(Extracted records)
-.-.-
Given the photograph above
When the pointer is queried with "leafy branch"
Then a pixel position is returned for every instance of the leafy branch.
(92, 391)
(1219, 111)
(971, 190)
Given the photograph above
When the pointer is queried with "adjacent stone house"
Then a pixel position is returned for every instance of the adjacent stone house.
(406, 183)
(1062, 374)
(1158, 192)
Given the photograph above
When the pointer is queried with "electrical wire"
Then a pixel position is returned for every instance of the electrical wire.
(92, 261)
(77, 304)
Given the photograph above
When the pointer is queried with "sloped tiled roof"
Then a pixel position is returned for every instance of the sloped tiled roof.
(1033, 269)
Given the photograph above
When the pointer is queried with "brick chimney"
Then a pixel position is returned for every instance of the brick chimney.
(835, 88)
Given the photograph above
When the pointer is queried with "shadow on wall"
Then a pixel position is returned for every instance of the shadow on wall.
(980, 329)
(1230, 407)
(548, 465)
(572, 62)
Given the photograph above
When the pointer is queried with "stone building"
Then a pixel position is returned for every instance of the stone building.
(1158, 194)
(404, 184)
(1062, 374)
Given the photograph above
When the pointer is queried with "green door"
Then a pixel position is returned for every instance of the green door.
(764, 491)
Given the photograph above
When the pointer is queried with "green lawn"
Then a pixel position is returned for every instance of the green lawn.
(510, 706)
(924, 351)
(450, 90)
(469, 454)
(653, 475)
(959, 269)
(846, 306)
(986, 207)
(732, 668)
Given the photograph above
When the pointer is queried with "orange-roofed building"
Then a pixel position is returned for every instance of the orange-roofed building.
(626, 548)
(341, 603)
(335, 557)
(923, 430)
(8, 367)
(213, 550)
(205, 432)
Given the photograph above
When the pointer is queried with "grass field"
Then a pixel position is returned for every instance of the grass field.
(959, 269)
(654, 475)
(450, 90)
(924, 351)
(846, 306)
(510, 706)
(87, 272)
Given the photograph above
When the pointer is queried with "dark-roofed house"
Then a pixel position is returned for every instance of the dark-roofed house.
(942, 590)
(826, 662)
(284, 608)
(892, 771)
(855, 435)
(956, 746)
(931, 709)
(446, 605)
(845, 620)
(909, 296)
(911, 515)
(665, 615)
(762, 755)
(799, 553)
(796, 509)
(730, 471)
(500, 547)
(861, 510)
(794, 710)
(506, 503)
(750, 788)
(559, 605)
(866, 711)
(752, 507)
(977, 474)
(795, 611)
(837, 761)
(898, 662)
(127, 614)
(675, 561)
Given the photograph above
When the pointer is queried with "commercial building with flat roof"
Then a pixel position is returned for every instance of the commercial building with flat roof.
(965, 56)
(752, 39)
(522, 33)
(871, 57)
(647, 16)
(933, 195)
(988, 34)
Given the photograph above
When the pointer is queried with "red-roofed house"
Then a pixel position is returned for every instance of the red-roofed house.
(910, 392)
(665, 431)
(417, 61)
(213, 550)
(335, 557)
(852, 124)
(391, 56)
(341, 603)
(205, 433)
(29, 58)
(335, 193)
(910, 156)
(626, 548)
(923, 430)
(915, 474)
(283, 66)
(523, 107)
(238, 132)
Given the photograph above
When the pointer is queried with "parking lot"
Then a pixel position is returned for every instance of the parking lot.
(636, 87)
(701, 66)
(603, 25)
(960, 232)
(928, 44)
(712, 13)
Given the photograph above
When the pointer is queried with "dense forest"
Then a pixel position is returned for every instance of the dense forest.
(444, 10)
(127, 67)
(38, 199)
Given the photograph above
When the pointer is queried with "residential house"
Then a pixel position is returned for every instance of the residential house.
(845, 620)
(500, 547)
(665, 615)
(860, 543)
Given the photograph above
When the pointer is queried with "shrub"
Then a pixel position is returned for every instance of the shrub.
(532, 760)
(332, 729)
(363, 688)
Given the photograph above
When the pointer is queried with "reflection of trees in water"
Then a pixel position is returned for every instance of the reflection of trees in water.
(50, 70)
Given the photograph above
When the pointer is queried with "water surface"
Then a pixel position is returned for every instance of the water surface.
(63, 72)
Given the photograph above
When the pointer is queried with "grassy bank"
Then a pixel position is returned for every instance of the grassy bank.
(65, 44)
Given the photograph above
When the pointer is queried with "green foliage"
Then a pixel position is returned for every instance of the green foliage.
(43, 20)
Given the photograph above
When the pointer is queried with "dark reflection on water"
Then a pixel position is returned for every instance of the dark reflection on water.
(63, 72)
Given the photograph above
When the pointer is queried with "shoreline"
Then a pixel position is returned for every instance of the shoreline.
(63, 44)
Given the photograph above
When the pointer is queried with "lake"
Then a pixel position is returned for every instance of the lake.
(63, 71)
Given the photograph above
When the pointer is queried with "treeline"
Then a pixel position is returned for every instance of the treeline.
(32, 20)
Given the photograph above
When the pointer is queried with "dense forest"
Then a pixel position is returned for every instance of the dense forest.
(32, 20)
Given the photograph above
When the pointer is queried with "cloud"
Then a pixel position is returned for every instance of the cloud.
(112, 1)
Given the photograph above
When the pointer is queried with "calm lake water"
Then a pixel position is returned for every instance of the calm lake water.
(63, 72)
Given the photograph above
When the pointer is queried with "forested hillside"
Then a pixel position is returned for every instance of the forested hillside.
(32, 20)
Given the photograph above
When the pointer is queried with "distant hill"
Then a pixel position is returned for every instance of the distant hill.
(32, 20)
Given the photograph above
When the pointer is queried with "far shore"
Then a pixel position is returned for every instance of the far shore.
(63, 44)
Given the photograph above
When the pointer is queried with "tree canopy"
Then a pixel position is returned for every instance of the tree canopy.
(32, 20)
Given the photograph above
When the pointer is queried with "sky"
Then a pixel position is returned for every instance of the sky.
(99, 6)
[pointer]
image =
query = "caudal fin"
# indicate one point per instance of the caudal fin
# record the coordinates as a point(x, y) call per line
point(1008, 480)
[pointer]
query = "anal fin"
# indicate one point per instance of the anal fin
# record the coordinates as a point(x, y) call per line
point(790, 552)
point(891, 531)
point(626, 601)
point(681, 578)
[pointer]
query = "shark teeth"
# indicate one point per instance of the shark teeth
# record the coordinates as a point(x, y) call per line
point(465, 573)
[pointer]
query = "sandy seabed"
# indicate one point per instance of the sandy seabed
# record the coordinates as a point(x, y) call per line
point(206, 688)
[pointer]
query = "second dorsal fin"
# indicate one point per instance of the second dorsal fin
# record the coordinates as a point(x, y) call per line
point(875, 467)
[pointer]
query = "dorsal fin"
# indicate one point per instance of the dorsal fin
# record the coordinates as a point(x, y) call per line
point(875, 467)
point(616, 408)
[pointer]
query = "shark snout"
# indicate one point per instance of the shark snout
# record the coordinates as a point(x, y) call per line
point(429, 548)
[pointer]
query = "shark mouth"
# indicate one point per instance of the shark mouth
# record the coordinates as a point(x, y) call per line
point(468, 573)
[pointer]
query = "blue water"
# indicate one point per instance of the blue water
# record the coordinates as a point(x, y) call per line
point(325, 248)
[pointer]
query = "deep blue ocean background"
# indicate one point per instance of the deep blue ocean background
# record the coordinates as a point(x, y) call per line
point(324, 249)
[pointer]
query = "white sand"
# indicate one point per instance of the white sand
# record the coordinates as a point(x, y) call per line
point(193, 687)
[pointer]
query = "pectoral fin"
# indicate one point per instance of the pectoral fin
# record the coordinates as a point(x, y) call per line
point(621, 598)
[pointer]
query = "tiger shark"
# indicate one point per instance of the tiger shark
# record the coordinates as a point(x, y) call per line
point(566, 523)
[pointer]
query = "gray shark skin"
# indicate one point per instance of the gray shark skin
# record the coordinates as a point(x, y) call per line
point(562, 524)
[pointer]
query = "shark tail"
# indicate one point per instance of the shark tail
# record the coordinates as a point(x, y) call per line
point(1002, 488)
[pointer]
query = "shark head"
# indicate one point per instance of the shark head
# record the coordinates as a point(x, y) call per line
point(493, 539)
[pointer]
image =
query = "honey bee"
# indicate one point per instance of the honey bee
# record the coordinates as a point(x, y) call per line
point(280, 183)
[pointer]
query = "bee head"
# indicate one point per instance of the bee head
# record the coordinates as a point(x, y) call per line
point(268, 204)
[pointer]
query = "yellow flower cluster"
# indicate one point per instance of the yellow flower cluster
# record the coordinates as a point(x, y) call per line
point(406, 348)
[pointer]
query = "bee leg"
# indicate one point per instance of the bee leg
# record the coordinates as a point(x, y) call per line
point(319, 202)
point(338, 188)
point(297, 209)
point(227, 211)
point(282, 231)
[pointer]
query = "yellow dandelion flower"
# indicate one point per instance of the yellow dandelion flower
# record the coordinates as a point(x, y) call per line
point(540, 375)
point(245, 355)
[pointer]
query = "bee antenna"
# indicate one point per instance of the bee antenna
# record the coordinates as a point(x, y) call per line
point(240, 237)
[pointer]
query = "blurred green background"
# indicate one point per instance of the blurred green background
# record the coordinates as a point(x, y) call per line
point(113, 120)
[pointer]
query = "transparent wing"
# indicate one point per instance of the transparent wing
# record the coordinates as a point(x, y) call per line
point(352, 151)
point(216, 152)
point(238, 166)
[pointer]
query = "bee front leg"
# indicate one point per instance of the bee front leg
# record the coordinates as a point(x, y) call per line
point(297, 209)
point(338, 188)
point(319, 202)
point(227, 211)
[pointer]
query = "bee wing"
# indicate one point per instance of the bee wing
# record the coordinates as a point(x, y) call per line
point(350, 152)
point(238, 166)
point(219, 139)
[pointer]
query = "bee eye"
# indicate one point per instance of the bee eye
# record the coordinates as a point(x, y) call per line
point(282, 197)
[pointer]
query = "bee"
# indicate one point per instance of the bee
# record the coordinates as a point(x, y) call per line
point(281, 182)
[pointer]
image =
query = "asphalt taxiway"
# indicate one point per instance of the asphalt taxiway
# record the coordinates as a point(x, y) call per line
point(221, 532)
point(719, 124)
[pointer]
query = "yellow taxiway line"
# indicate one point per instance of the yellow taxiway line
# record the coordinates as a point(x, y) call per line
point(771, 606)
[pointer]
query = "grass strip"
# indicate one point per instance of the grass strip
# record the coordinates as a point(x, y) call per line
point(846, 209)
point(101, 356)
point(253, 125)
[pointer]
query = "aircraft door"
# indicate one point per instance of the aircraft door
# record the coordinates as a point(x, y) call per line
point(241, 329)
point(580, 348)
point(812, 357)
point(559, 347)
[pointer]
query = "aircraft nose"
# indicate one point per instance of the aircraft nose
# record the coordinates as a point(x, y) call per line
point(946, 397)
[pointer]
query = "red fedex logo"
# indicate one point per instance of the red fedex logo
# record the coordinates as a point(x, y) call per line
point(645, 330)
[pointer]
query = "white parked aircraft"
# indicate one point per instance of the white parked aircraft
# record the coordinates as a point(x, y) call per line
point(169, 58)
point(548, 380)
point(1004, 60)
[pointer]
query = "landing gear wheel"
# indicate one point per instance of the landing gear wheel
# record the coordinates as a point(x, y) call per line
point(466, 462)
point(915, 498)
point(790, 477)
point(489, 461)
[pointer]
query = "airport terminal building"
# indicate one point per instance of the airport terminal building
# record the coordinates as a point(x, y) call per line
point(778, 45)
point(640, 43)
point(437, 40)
-.-.-
(Instructions for the task): Rewrite the records from the first line up to and including the line with "(1158, 192)", substituting "leafy bough" for "leafy branch" and leaving everything else unchanged.

(Solved exercise):
Given the photograph above
When the pointer is queried with "leafy bough"
Then a pixel position is returned for every instance of the leafy bough.
(92, 391)
(1219, 111)
(971, 190)
Given the photograph above
When the pointer is queried with "adjacent stone house"
Then a pixel position is returned for every instance of the adjacent stone house.
(406, 183)
(1062, 374)
(1158, 192)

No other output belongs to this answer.